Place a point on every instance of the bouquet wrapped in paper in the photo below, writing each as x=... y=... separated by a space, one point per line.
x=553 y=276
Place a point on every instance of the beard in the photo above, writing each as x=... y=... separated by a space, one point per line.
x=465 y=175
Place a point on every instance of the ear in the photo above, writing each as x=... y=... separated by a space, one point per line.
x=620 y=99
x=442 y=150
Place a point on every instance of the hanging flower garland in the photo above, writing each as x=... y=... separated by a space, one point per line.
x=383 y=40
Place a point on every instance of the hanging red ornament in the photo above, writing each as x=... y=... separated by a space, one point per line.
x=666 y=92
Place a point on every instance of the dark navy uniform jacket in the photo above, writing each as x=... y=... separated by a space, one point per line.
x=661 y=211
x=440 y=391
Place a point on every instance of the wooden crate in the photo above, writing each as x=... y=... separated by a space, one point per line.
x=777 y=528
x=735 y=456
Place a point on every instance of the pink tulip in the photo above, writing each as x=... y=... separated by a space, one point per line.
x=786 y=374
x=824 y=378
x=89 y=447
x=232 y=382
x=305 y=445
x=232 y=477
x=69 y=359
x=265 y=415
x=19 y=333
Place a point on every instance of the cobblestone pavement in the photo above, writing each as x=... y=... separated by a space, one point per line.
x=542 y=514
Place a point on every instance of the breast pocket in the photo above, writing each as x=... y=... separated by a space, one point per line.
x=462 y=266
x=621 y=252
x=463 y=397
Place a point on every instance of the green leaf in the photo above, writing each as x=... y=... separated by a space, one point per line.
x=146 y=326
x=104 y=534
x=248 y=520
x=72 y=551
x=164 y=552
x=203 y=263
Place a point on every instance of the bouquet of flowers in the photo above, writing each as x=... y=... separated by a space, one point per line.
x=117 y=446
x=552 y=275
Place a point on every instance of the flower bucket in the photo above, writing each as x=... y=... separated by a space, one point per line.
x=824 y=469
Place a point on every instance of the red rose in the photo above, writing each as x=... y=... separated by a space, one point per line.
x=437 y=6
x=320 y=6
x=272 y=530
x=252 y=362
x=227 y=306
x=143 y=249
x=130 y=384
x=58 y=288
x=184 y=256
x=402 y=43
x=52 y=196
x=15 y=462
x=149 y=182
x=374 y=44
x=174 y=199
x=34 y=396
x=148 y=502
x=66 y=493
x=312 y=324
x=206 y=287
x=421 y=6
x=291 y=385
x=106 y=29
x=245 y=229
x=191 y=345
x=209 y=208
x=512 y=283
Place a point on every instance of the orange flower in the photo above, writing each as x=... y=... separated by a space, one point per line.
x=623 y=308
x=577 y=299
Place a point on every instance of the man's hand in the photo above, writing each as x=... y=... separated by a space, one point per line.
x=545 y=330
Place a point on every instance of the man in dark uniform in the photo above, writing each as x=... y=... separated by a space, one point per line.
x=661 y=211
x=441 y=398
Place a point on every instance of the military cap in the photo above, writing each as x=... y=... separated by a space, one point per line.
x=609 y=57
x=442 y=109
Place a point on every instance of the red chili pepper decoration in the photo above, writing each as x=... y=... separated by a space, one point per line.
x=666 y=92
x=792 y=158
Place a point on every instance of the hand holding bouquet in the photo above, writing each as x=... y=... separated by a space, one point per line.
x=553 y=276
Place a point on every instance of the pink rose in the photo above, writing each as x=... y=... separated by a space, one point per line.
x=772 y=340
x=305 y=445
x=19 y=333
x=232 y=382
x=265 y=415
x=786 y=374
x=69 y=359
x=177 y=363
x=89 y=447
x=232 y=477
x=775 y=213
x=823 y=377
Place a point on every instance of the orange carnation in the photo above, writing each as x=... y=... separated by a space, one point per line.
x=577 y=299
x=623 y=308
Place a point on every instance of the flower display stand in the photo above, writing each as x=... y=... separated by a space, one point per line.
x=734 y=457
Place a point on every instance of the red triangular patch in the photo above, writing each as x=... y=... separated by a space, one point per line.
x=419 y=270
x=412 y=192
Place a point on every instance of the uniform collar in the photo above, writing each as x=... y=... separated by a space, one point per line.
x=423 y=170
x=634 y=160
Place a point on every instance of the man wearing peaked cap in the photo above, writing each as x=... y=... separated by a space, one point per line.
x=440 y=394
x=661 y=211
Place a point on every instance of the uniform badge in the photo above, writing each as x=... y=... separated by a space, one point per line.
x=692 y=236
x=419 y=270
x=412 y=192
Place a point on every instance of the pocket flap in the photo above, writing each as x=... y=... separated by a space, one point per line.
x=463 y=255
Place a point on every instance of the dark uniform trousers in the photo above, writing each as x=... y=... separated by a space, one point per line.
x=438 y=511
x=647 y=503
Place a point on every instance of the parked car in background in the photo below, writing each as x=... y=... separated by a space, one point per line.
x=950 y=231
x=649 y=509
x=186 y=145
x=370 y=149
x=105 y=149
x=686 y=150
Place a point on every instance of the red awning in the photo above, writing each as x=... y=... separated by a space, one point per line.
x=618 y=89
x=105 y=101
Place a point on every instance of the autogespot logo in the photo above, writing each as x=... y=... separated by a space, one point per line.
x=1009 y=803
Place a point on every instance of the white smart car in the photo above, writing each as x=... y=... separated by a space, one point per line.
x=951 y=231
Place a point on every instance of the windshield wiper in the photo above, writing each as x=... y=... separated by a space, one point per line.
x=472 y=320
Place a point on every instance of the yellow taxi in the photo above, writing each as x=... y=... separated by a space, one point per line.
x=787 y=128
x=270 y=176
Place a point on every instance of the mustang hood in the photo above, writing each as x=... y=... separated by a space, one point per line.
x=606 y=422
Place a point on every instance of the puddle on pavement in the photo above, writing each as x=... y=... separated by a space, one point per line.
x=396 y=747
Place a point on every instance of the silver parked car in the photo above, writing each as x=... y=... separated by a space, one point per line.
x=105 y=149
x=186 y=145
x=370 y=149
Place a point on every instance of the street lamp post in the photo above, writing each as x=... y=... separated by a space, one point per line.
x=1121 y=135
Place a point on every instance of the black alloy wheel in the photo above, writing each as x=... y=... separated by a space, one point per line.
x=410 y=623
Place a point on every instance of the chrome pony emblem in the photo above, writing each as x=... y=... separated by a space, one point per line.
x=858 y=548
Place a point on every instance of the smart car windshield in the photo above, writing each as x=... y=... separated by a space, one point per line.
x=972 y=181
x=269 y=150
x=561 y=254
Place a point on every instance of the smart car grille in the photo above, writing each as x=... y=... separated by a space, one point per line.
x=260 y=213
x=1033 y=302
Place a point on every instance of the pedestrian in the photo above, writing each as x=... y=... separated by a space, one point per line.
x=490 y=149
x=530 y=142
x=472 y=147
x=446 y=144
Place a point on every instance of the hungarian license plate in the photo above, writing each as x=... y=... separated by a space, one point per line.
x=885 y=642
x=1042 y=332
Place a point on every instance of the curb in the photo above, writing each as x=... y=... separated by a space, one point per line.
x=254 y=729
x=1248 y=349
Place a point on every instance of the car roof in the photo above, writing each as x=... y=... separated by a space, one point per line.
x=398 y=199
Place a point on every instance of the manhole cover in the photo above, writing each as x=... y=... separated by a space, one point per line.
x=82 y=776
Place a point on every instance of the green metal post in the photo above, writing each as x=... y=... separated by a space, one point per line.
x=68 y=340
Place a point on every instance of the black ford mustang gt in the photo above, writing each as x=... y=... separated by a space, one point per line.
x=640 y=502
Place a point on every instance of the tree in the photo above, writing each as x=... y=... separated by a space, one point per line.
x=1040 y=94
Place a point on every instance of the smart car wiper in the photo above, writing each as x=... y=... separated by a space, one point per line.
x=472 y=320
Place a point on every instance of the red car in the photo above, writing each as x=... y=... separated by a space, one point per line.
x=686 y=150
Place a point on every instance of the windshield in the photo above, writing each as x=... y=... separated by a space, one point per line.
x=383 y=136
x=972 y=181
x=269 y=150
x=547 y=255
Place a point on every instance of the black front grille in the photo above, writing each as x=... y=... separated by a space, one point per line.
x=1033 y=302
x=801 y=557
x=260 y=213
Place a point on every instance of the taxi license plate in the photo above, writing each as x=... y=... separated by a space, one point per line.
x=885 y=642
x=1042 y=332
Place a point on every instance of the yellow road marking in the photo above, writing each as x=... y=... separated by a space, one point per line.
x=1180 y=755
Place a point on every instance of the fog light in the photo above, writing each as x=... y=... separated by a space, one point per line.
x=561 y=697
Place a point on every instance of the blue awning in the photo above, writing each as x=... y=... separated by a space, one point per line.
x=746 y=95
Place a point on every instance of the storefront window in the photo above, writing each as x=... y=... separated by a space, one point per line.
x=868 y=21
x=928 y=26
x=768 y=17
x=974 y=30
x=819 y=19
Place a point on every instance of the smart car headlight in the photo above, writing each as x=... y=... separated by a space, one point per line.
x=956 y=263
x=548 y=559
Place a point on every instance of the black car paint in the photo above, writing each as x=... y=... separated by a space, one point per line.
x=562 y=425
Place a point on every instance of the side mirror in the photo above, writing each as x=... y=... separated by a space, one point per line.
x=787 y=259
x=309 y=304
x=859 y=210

:::::

• **YOUR GOAL**
Having found the line that contains "Place a point on every instance of the windshield in", set down that line and all the rest through the end of the records, exactly.

• **ANSWER SPACE**
Place a point on every instance of the windshield in the photo above, writing each as x=... y=... separated by a space, one point per line.
x=383 y=136
x=972 y=181
x=269 y=150
x=547 y=255
Place a point on every instance of the black front grille in the photo above, writing each as x=... y=... separated by a space, one point per line.
x=1033 y=302
x=801 y=557
x=260 y=213
Place a point on every instance of the taxi license plate in the photo above, writing each as x=... y=... separated by a space, one point per line.
x=885 y=642
x=1042 y=332
Place a point on every instance of the yellow road marking in the photo above, writing each as x=... y=... separated by a space, one point per line.
x=1180 y=755
Place a point on every instance of the fog light in the photo above, writing each as x=... y=... separated by a space, one point per line.
x=561 y=697
Place a point on every instance of the blue awning in the photo above, writing each as x=... y=... separated by a space, one point per line.
x=746 y=95
Place a point on every instance of the storefront window in the photo above, writing each as x=... y=... separated by a space, one point per line.
x=868 y=21
x=928 y=26
x=768 y=17
x=974 y=30
x=819 y=19
Place a point on every instance of the smart car headlight in the photo above, writing each as x=... y=... separated by a space, one point per line.
x=956 y=263
x=548 y=559
Place a point on every instance of the black car paint in the photo above, writing each as x=... y=... separated by a space, one point per line.
x=562 y=425
Place a point on every instance of the side mirror in the photo above, writing each as x=... y=... separated by a space, one point per line.
x=787 y=259
x=309 y=304
x=859 y=210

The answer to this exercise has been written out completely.